_What is being asked_
Line by line, give the data again exactly as it appears, but without pictures.

(Data entries)
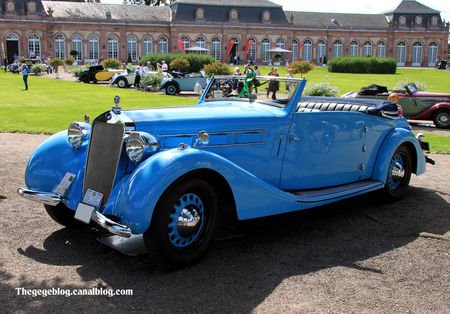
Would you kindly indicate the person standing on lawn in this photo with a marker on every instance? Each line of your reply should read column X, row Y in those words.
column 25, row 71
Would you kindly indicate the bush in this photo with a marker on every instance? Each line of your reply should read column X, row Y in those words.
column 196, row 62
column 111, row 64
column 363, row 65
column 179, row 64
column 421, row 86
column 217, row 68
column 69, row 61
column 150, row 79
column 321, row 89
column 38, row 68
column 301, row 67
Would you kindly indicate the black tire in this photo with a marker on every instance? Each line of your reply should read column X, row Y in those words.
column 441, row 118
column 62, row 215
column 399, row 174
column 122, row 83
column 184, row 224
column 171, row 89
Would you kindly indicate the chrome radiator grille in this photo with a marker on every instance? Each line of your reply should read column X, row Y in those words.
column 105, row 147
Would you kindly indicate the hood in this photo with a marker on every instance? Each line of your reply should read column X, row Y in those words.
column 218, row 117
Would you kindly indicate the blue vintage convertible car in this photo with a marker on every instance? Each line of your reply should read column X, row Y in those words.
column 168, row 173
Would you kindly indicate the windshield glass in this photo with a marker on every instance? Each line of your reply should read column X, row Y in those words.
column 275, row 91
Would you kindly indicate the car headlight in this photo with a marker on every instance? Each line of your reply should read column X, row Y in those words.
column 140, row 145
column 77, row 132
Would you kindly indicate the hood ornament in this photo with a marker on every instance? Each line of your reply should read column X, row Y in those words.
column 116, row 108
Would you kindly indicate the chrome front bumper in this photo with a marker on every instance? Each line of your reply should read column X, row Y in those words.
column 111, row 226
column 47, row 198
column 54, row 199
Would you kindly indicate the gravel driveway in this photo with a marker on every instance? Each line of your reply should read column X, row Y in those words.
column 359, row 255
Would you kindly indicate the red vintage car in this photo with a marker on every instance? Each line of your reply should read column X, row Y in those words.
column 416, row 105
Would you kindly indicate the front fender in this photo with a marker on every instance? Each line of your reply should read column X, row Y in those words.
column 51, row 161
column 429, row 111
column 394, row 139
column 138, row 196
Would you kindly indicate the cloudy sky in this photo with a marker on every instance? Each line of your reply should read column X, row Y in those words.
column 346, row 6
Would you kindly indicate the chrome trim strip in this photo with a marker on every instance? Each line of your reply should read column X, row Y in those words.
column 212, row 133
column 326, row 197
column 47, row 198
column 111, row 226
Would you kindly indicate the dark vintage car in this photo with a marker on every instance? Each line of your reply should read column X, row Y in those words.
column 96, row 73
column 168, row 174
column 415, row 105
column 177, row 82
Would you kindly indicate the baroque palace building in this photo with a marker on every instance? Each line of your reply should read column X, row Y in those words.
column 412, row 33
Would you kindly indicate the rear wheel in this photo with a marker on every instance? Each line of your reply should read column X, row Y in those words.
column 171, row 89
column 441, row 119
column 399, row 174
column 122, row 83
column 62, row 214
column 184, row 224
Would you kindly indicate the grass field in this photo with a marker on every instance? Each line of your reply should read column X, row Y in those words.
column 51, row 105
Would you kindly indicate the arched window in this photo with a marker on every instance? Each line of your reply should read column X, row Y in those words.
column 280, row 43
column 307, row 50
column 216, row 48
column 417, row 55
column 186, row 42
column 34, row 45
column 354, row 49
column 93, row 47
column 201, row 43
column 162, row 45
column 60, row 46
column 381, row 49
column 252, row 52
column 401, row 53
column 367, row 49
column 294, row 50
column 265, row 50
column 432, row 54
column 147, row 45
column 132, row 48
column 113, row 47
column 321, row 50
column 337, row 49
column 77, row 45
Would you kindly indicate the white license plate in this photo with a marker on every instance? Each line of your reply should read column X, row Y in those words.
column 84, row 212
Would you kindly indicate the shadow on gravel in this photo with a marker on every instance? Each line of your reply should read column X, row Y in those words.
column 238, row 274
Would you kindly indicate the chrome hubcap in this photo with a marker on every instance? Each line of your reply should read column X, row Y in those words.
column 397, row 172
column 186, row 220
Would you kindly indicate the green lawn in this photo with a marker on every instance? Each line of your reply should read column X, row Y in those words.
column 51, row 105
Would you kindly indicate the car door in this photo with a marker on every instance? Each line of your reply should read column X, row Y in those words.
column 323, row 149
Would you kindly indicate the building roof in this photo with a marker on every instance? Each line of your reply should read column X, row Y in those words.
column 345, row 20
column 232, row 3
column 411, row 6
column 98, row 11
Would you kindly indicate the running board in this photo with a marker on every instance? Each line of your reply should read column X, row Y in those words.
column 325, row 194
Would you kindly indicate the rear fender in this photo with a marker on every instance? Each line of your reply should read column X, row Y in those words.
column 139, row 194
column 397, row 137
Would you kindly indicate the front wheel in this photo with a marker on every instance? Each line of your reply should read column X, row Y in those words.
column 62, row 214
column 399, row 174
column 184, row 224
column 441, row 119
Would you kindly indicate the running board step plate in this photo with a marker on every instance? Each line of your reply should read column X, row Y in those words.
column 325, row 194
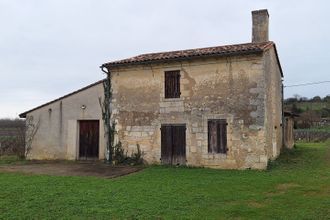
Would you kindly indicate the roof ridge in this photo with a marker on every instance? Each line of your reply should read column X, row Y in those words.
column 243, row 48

_Written response_
Would you kindly indicate the person standing on lawn in this photo with a marker on every instance? Each line of your reply should read column X, row Y in those words.
column 25, row 71
Would you kindly indicate the bush in this photo with a marker on every instance? Each line of your reply should read column X, row Y in those words.
column 196, row 62
column 111, row 64
column 363, row 65
column 179, row 64
column 421, row 86
column 217, row 68
column 69, row 61
column 150, row 79
column 321, row 89
column 38, row 68
column 301, row 67
Would you kindly indicate the black tire in this photo with a marker on every instance? Each line of your reply should read column X, row Y in those words.
column 441, row 118
column 62, row 215
column 399, row 174
column 122, row 83
column 184, row 224
column 171, row 89
Would you kindly indicate the chrome radiator grille in this photo with a marker on every instance? Each line of your reply should read column X, row Y in those words.
column 105, row 147
Would you kindly indicate the hood in this photo with a marker on every instance? Each line of your reply should read column X, row Y in those words.
column 218, row 117
Would you kindly indicate the blue vintage convertible car in this photo with a marker on every instance? Each line of your reply should read column X, row Y in those words.
column 168, row 173
Would you kindly indicate the windshield glass in this photo with a marker on every instance? Each line of your reply should read column X, row Y in those words.
column 275, row 91
Would you kindly indicate the car headlight in this photo with a marker on every instance? Each line of your reply should read column X, row Y in those words.
column 140, row 145
column 77, row 132
Would you kindly indicate the hood ornament in this photo with a marker on every instance? Each line of your reply should read column X, row Y in those words.
column 116, row 108
Would you kindly indicate the chrome front bumper in this photo with a marker on every instance? Each line of your reply should read column X, row Y in those words.
column 111, row 226
column 47, row 198
column 54, row 199
Would you kindly indicate the gravel driveway in this photo with a marker on every instance? Each line of your reply should read column X, row Y in those words.
column 359, row 255
Would you kindly indicate the red vintage car in this photo with a marker on every instance? Each line of your reply should read column X, row Y in those words.
column 416, row 105
Would you kindly indicate the front fender in this photo with a marker on every instance? Each line of your reply should read column X, row Y in those words.
column 51, row 161
column 429, row 111
column 394, row 139
column 138, row 196
Would you kindly indicate the cloudy sky in this photo with a marker on every instance? Each line of your reply should read column X, row Y in those words.
column 346, row 6
Would you kindly indicate the chrome trim strip in this photo with a marker on every instance? Each line of your reply should read column X, row Y in those words.
column 212, row 133
column 326, row 197
column 47, row 198
column 111, row 226
Would you kindly indicate the dark vintage car in this photo with a marker on every instance? Each line of your reply should read column X, row Y in those words.
column 96, row 73
column 168, row 174
column 415, row 105
column 177, row 82
Would you kindly indicate the baroque palace building in this photo with a marker on every instance? Each line of your reply should read column X, row Y in those words.
column 412, row 33
Would you kindly indicate the rear wheel in this photo with a marker on every instance? Each line of your reply should read column X, row Y in those words.
column 171, row 89
column 441, row 119
column 399, row 174
column 122, row 83
column 62, row 214
column 184, row 224
Would you kindly indicate the grass field in this photo with a marker on every instance? Each line of your reply should read column X, row Y in those words.
column 51, row 105
Would you kindly indicate the arched window in this photo with a marker on every instance? Each line of your reply should read column X, row Y in those words.
column 280, row 43
column 307, row 50
column 216, row 48
column 417, row 55
column 186, row 42
column 34, row 45
column 354, row 49
column 93, row 47
column 201, row 43
column 162, row 45
column 60, row 46
column 381, row 49
column 252, row 52
column 401, row 53
column 367, row 49
column 294, row 50
column 265, row 50
column 432, row 54
column 147, row 45
column 132, row 48
column 113, row 47
column 321, row 50
column 337, row 49
column 77, row 45
Would you kindly indicate the white license plate in this photo with a marker on every instance? Each line of your reply should read column X, row Y in those words.
column 84, row 212
Would you kindly indicate the shadow on gravel in this photo with a marker on every instance? Each line of your reply should read column X, row Y in those words.
column 238, row 274
Would you kindly indicate the chrome hubcap in this photo with a marker on every instance? Each line of your reply should read column X, row Y in those words.
column 397, row 172
column 186, row 220
Would you kindly indicate the green lawn in this photo with a marker on every instance? Each line of your reply should read column X, row Y in those words.
column 51, row 105
Would you kindly indicate the car door in this photo with a marker on every instance? Each line of your reply should read column X, row Y in those words.
column 323, row 149
Would you kindly indicate the building roof in this photo with a marker on every instance? Each line of your reply should read column X, row Y in those words.
column 345, row 20
column 232, row 3
column 411, row 6
column 98, row 11
Would you kindly indicate the running board in this photo with a marker on every instance? Each line of your reply should read column X, row Y in those words.
column 325, row 194
Would you kindly indicate the rear fender in this photo with a marker on every instance? Each line of your reply should read column X, row Y in those words.
column 139, row 194
column 397, row 137
Would you kindly indicate the front wheel in this photo with a marker on every instance? Each line of your reply should read column X, row Y in those words.
column 62, row 214
column 399, row 174
column 184, row 224
column 441, row 119
Would you kindly indicate the running board step plate in this photo with a marker on every instance? Each line of your reply should read column X, row Y in those words.
column 325, row 194
Would you kindly indicate the roof ridge in this photo with a marker on every instance? Each line of your reply should read column X, row Y in those words.
column 243, row 48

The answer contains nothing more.